> **Material da tarefa**
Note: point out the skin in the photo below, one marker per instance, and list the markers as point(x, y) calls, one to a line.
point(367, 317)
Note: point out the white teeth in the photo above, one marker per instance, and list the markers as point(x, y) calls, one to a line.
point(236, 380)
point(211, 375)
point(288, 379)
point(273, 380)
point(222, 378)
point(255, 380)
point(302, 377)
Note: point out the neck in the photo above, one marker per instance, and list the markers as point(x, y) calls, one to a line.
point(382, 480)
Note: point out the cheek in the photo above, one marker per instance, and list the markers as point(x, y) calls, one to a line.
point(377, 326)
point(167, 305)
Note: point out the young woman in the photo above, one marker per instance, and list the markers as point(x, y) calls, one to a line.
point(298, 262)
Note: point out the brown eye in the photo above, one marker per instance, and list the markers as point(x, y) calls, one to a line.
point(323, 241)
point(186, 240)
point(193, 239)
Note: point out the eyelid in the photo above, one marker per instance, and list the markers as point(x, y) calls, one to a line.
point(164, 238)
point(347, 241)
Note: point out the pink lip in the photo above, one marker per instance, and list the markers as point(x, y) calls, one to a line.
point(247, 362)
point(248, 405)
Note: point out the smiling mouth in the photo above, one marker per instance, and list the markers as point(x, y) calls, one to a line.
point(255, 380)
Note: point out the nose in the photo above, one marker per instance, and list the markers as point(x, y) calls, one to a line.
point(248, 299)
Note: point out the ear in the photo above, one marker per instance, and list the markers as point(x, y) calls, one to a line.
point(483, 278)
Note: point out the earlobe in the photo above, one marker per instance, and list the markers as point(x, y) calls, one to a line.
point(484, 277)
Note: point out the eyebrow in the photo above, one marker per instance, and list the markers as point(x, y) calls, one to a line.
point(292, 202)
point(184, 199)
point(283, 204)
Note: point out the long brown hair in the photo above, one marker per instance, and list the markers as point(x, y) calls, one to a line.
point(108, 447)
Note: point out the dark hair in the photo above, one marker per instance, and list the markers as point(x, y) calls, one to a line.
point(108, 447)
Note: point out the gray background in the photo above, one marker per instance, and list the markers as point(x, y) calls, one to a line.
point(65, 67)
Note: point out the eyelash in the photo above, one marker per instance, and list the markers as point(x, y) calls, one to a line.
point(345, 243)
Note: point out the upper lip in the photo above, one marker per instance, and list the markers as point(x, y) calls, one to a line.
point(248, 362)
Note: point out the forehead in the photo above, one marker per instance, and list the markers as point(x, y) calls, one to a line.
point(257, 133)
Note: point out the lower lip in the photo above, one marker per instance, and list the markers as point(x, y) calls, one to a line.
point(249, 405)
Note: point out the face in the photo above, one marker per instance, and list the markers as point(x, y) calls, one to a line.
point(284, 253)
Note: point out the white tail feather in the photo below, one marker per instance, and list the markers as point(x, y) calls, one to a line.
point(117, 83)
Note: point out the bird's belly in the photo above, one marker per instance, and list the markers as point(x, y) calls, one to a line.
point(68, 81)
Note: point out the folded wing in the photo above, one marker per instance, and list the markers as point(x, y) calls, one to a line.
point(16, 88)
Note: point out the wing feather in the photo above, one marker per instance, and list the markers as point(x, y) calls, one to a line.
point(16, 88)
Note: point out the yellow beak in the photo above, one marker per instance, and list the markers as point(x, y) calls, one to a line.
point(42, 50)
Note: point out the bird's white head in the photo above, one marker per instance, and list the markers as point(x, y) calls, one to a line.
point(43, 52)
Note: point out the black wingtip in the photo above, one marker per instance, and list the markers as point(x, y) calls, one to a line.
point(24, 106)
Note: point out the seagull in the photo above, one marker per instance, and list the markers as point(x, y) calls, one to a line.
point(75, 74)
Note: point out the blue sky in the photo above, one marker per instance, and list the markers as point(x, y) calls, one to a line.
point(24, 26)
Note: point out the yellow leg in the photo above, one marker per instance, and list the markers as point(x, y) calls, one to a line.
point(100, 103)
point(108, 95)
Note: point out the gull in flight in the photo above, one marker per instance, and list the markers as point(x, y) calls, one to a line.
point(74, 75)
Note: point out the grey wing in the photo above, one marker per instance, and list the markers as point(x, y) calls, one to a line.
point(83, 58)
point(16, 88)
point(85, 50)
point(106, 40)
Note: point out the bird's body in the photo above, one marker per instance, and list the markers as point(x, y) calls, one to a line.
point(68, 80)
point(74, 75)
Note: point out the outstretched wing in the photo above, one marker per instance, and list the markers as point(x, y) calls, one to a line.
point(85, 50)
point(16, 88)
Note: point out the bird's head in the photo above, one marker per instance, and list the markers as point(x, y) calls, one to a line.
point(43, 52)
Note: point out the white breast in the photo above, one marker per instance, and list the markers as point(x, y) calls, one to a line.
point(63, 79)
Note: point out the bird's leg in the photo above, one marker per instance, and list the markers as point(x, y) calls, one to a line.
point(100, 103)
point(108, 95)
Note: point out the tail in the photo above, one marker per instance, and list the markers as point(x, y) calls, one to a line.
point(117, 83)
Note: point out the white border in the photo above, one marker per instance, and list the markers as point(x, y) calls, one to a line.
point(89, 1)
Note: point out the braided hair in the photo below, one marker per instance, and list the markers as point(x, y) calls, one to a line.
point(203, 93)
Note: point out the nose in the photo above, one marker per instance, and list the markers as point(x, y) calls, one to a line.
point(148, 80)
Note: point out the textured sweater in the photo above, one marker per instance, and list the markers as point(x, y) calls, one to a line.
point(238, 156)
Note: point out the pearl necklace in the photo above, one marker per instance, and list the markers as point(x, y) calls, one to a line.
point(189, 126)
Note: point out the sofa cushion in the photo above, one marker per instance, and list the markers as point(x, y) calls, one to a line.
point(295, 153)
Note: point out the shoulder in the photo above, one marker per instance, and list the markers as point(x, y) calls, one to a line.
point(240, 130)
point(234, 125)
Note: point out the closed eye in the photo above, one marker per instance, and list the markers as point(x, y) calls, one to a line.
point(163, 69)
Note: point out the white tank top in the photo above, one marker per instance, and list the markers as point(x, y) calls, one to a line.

> **Instruções do exercício**
Repita, linha por linha e sem nenhuma alteração, todos os registros acima.

> **Resposta do exercício**
Note: point out the skin in the photo below, one marker per instance, and list the markers as point(x, y) calls, one to a line.
point(367, 317)
Note: point out the white teeth in the photo above, one marker per instance, and list the markers as point(x, y) calls, one to a line.
point(236, 380)
point(211, 375)
point(288, 379)
point(273, 380)
point(222, 378)
point(255, 380)
point(302, 377)
Note: point out the neck in the photo above, one marker per instance, and list the markers as point(x, y) calls, one to a line.
point(382, 480)
Note: point out the cheek in the photo above, one marker per instance, and list the markers as point(x, y) calls, one to a line.
point(377, 326)
point(167, 305)
Note: point out the young woman in the photo above, one marker per instance, and list the markers as point(x, y) calls, one to a line.
point(298, 262)
Note: point out the brown eye in the photo above, one marker per instance, and list the markers as point(x, y) calls, one to a line.
point(323, 241)
point(186, 240)
point(193, 239)
Note: point out the eyelid in the photo above, one marker per instance, and list the markers as point(x, y) calls, one to a line.
point(164, 238)
point(347, 241)
Note: point out the pink lip in the photo above, one marker per instance, and list the markers as point(x, y) calls, one to a line.
point(247, 362)
point(248, 405)
Note: point out the smiling mouth in the photo above, one marker per instance, and list the markers as point(x, y) calls, one to a line.
point(255, 380)
Note: point out the nose in the photo above, one marker per instance, and list the markers as point(x, y) calls, one to a line.
point(248, 299)
Note: point out the ear in the photo above, one marker per instance, and list the markers as point(x, y) calls, one to a line.
point(483, 278)
Note: point out the earlobe in the photo above, one marker per instance, and list the markers as point(x, y) calls, one to a line.
point(484, 277)
Note: point out the eyebrow in the photo above, one marker per instance, and list the markers as point(x, y) calls, one to a line.
point(292, 202)
point(184, 199)
point(283, 204)
Note: point out the long brown hair in the photo above, one marker per instance, and list the markers as point(x, y) calls, one to a line.
point(108, 447)
Note: point out the dark hair in the photo above, one marker per instance, and list the markers as point(x, y) calls, one to a line.
point(108, 447)
Note: point out the gray background in the photo above, one marker per instance, and list the markers as point(x, y) calls, one to a line.
point(65, 67)
Note: point out the eyelash in the photo above, one marker per instance, and list the markers as point(x, y) calls, one to a line.
point(345, 243)
Note: point out the upper lip in the photo above, one marker per instance, and list the markers as point(x, y) calls, one to a line.
point(248, 362)
Note: point out the forehead in the photo above, one marker per instance, and list the markers as point(x, y) calls, one to a line.
point(257, 133)
Note: point out the lower lip in the photo above, one marker per instance, and list the markers as point(x, y) calls, one to a line.
point(249, 405)
Note: point out the face in the photo above, one marker per instance, and list the markers as point(x, y) calls, one to a line.
point(284, 253)
Note: point out the white tail feather in the photo below, one marker per instance, and list the markers as point(x, y) calls, one to a line.
point(117, 83)
Note: point out the bird's belly in the photo above, one marker per instance, and list the markers as point(x, y) calls, one to a line.
point(68, 81)
Note: point out the folded wing in the photo above, one marker per instance, and list the markers as point(x, y) calls, one to a line.
point(16, 88)
Note: point out the wing feather in the photo above, one marker per instance, and list the markers as point(x, y) calls, one to a line.
point(16, 88)
Note: point out the yellow beak in the photo above, one marker per instance, and list the markers as point(x, y) calls, one to a line.
point(42, 50)
Note: point out the bird's white head in the photo above, one marker per instance, and list the markers as point(x, y) calls, one to a line.
point(43, 52)
Note: point out the black wingtip in the photo above, one marker per instance, and list the markers as point(x, y) calls, one to a line.
point(24, 106)
Note: point out the seagull in the photo above, one marker per instance, and list the markers as point(x, y) calls, one to a line.
point(75, 74)
Note: point out the blue sky in the photo above, one marker per instance, and list the markers as point(x, y) calls, one to a line.
point(24, 26)
Note: point out the yellow leg in the photo above, one marker per instance, and list the markers as point(x, y) calls, one to a line.
point(100, 103)
point(108, 95)
Note: point out the gull in flight in the photo above, one marker per instance, and list the markers as point(x, y) calls, one to a line.
point(74, 75)
Note: point out the grey wing in the photo above, one marker per instance, and list the markers as point(x, y) calls, one to a line.
point(83, 58)
point(16, 88)
point(85, 50)
point(106, 40)
Note: point out the bird's body in the photo above, one marker per instance, and list the markers as point(x, y) calls, one to a line.
point(68, 80)
point(74, 75)
Note: point out the outstretched wing in the photo above, one marker per instance, and list the markers as point(x, y) calls, one to a line.
point(85, 50)
point(16, 88)
Note: point out the bird's head in the photo above, one marker per instance, and list the markers as point(x, y) calls, one to a line.
point(43, 52)
Note: point out the white breast in the photo above, one marker per instance, and list the markers as point(x, y) calls, one to a line.
point(63, 79)
Note: point out the bird's leg in the photo above, one marker per instance, and list the markers as point(x, y) calls, one to a line.
point(100, 103)
point(108, 95)
Note: point out the tail in the photo above, one marker per instance, and list the markers as point(x, y) calls, one to a line.
point(117, 83)
Note: point out the white border in the photo above, one marker per instance, and list the markers as point(x, y) calls, one to a line.
point(89, 1)
Note: point out the braided hair in the photo below, one marker per instance, and list the markers as point(x, y) calls, one to a line.
point(203, 93)
Note: point out the nose in the photo above, one marker per instance, and list the markers as point(x, y) calls, one to a line.
point(148, 80)
Note: point out the textured sweater in the photo above, one marker per instance, and list the markers as point(x, y) calls, one to a line.
point(238, 156)
Note: point out the pearl necklace in the photo above, one marker per instance, and list the markers as point(x, y) calls, one to a line.
point(189, 126)
Note: point out the sofa cushion in the photo above, one marker per instance, and list the markers as point(x, y) calls, one to a line.
point(295, 153)
Note: point out the shoulder in the photo above, one marker per instance, and list the markers as point(x, y) calls, one to a line.
point(240, 130)
point(234, 125)
Note: point out the closed eye in the photo above, one marker per instance, and list the markers as point(x, y) calls, one to a line.
point(163, 69)
Note: point out the white tank top in the photo above, one marker per instance, and list the markers as point(x, y) calls, one to a line.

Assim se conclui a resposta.